TASK>
Set down all of the data exactly as it appears.

RECORDS SUPPLIED>
==================================================
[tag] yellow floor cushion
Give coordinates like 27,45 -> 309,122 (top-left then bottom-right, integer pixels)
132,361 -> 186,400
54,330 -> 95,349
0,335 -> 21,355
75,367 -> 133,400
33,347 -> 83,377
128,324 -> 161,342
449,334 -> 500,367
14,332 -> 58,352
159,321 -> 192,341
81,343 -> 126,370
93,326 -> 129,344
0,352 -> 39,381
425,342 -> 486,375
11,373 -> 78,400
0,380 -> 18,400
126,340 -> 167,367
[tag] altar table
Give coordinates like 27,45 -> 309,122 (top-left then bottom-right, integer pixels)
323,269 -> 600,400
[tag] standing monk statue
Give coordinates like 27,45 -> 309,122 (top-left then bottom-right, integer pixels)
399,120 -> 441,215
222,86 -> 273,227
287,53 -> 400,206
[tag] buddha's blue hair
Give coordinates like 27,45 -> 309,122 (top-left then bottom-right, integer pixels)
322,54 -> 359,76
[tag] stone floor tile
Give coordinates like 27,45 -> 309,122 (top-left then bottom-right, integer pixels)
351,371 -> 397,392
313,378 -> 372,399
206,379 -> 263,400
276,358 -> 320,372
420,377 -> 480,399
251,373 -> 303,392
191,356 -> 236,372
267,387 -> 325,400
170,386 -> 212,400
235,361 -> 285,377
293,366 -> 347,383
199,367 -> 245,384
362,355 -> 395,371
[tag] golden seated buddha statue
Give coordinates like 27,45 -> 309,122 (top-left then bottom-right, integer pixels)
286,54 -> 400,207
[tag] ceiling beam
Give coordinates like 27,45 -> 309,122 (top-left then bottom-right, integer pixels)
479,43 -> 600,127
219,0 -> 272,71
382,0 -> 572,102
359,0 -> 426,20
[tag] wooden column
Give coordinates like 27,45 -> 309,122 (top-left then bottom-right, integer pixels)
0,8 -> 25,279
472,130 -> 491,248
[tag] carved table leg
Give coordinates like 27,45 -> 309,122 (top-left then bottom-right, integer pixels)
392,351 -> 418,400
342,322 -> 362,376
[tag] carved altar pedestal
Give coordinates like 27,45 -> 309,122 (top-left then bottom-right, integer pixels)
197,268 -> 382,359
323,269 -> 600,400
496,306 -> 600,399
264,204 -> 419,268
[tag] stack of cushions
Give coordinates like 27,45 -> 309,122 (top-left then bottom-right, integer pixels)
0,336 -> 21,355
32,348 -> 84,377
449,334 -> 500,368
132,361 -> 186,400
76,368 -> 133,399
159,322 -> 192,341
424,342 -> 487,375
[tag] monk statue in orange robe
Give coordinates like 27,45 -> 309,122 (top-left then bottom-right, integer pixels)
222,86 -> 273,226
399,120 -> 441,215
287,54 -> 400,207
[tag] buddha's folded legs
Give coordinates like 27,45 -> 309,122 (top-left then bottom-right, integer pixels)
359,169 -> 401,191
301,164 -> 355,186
==================================================
TASK RESPONSE>
[tag] yellow floor cushion
Give coordinates like 27,45 -> 309,122 (top-left then bottom-right, integer pixels)
132,361 -> 186,400
54,330 -> 95,349
0,335 -> 21,355
75,367 -> 133,400
33,347 -> 83,377
128,324 -> 161,342
449,334 -> 500,367
14,332 -> 58,352
159,321 -> 192,341
81,343 -> 126,370
93,326 -> 129,344
0,352 -> 39,381
425,342 -> 486,375
11,373 -> 78,400
0,380 -> 18,400
126,340 -> 167,367
[tag] altar table
Give coordinates like 27,45 -> 309,122 (top-left then bottom-right, integer pixels)
323,269 -> 600,400
[tag] standing monk statue
Give coordinates like 27,45 -> 309,122 (top-left then bottom-right, integer pixels)
399,120 -> 441,215
222,86 -> 273,227
287,53 -> 400,206
[tag] buddha's blue hair
Give coordinates like 27,45 -> 309,122 (top-left then bottom-right, integer pixels)
322,54 -> 359,76
[tag] stone floor tile
Give coordinates like 27,45 -> 309,122 (top-left then bottom-right, integer pixels)
351,371 -> 397,392
313,378 -> 372,399
206,379 -> 263,400
276,358 -> 320,372
420,377 -> 480,399
251,373 -> 303,392
191,356 -> 236,372
267,387 -> 325,400
170,386 -> 212,400
235,361 -> 285,377
293,366 -> 347,383
199,367 -> 245,384
362,355 -> 395,371
[tag] golden seated buddha statue
Give coordinates like 27,45 -> 309,122 (top-left then bottom-right, integer pixels)
286,54 -> 400,207
[tag] ceiling beam
Give coordinates like 27,45 -> 309,122 (top-left then bottom-right, integer pixels)
479,43 -> 600,127
219,0 -> 272,71
382,0 -> 572,102
359,0 -> 426,20
[tag] wooden column
Give coordinates like 27,45 -> 309,122 (top-left then bottom-right, integer pixels)
0,8 -> 25,279
472,130 -> 491,248
[tag] carved table leg
Give coordinates like 27,45 -> 309,122 (top-left then bottom-right, integer pixels)
392,351 -> 418,400
342,322 -> 362,376
[tag] carved altar pedestal
Give coordinates like 27,45 -> 309,122 (top-left then bottom-right, integer pixels)
197,268 -> 382,359
323,269 -> 600,400
496,306 -> 600,399
264,204 -> 419,268
[tag] stack of cushions
Give coordinates like 27,45 -> 309,122 (top-left then bottom-right, integer pixels)
0,336 -> 21,355
32,348 -> 84,377
449,334 -> 500,368
132,361 -> 186,400
76,368 -> 133,399
159,322 -> 192,341
424,342 -> 487,375
[tag] monk statue in orange robe
Give coordinates like 27,45 -> 309,122 (top-left then bottom-right, integer pixels)
222,86 -> 273,226
399,120 -> 441,215
287,54 -> 400,207
[tag] buddha's folded legs
Give coordinates like 27,45 -> 309,122 (top-left then bottom-right, integer pixels)
359,169 -> 401,191
301,164 -> 355,186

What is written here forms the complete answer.